Segment Start: DATA EXCERPTS

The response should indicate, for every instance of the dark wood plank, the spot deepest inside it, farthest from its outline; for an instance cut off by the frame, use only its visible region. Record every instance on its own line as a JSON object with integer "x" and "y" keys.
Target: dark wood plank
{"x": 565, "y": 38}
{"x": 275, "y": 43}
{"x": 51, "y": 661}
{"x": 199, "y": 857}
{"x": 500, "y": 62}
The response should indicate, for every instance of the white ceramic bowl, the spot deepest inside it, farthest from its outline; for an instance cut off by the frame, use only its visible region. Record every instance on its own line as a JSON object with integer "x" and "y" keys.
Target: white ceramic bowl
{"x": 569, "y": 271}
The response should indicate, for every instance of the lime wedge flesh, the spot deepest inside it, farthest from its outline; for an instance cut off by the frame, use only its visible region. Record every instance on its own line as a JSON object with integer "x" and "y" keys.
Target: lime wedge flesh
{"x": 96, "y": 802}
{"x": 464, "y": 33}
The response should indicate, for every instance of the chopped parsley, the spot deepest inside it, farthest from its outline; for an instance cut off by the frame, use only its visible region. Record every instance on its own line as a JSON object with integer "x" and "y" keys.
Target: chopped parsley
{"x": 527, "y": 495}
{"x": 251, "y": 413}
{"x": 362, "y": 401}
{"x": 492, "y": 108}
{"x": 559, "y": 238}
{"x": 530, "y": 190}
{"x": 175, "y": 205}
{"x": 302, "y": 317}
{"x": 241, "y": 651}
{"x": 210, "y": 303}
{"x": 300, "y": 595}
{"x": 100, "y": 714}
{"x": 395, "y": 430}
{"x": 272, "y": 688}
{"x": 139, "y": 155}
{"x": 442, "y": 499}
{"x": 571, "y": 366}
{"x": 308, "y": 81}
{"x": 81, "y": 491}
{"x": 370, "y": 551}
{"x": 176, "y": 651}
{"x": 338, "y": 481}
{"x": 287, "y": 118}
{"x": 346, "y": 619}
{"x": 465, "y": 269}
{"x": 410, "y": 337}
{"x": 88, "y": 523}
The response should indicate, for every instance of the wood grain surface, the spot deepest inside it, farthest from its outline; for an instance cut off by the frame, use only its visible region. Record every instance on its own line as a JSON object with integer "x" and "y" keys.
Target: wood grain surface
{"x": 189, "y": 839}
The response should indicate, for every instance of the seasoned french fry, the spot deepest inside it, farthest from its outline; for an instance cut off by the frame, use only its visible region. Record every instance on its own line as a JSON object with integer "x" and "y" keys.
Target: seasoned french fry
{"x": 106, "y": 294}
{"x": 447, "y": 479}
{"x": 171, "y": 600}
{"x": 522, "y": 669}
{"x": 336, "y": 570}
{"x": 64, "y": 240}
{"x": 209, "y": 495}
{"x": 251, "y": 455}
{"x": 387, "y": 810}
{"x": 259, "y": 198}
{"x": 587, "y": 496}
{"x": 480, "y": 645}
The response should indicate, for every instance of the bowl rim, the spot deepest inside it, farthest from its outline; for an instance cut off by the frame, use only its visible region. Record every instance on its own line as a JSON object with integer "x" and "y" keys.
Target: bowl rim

Segment End: DATA EXCERPTS

WHAT YOU ARE ASKED TO DO
Output exactly the line containing "The response should indicate, for every instance of the wood" together with every line after it, ending at the final line of the entries.

EXPECTED ANSWER
The response should indicate, for every instance of the wood grain surface, the spot deepest inside it, farthest from its outline; for an instance cut off by the frame, use only its visible region. Record every instance on its own line as a JSON object with integer "x" and "y" keys.
Target: wood grain surface
{"x": 189, "y": 839}
The response should indicate, for every instance of the seasoned french fry, the spot deepest inside it, farthest from its outline; for an instance cut off by the frame, use only its visible region. Record every instance on its own line as a JSON object with integer "x" and "y" keys.
Target: seasoned french fry
{"x": 106, "y": 294}
{"x": 447, "y": 479}
{"x": 171, "y": 600}
{"x": 522, "y": 669}
{"x": 336, "y": 570}
{"x": 64, "y": 240}
{"x": 209, "y": 495}
{"x": 251, "y": 455}
{"x": 387, "y": 810}
{"x": 259, "y": 198}
{"x": 587, "y": 496}
{"x": 480, "y": 645}
The response should indicate, for every instance of the bowl rim, the spot deepest inside it, farthest from its outline; for an instance cut off by the frame, use only its visible region. Record every instance on its own line as a JSON object with integer "x" and "y" keys.
Target: bowl rim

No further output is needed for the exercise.